Records for processing:

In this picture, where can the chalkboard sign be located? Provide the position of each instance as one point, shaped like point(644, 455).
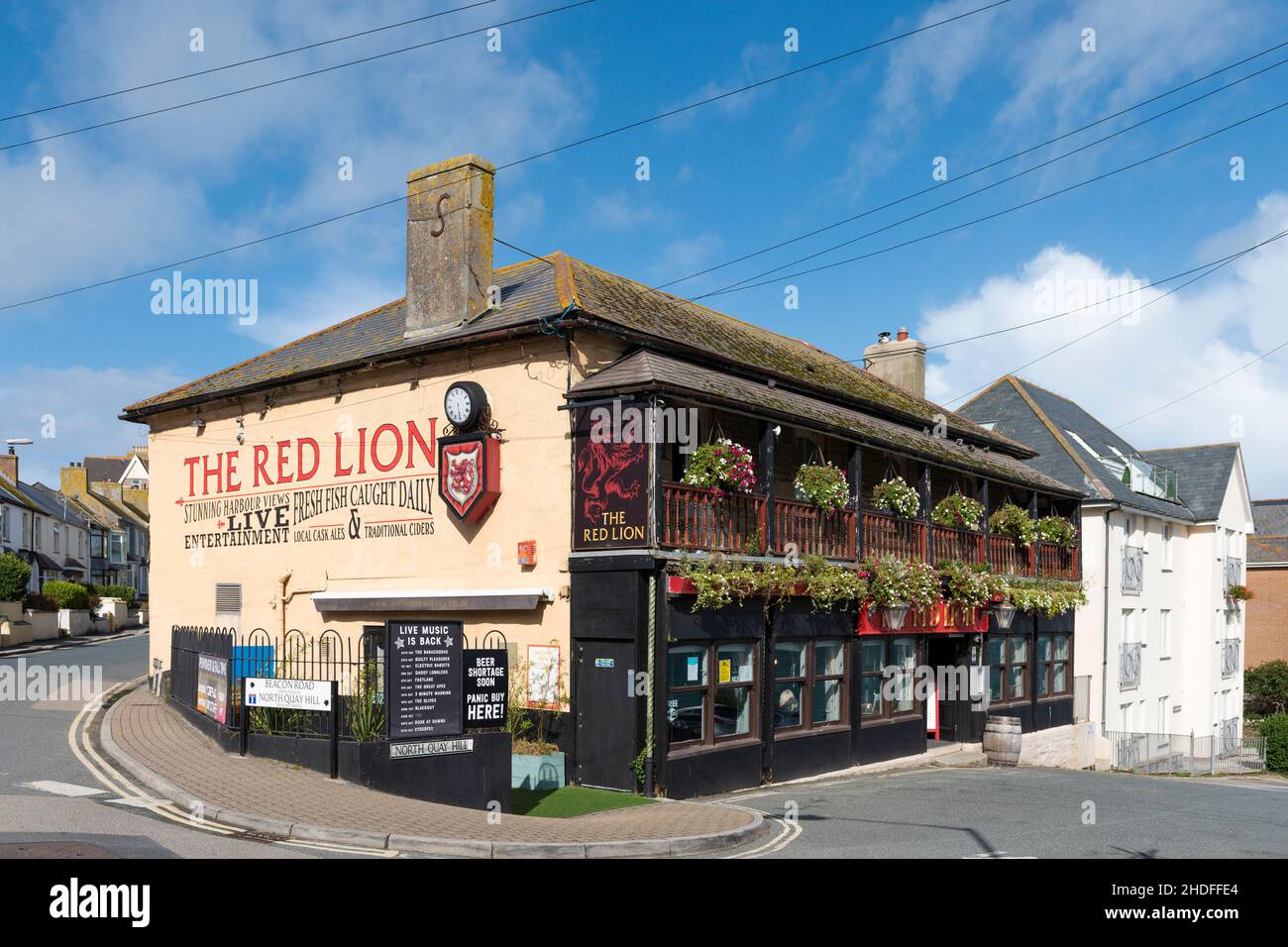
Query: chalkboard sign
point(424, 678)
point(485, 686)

==

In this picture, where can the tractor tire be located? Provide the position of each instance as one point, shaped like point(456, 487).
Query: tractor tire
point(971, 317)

Assignment: Report each line of the entries where the word "instance" occurs.

Answer for this exercise:
In this picture, where can the chalkboard sign be located? Provide the position of each instance as one point, shaped like point(644, 455).
In this picture, where can the tractor tire be located? Provide the position of each instance as one point, shaped like point(456, 487).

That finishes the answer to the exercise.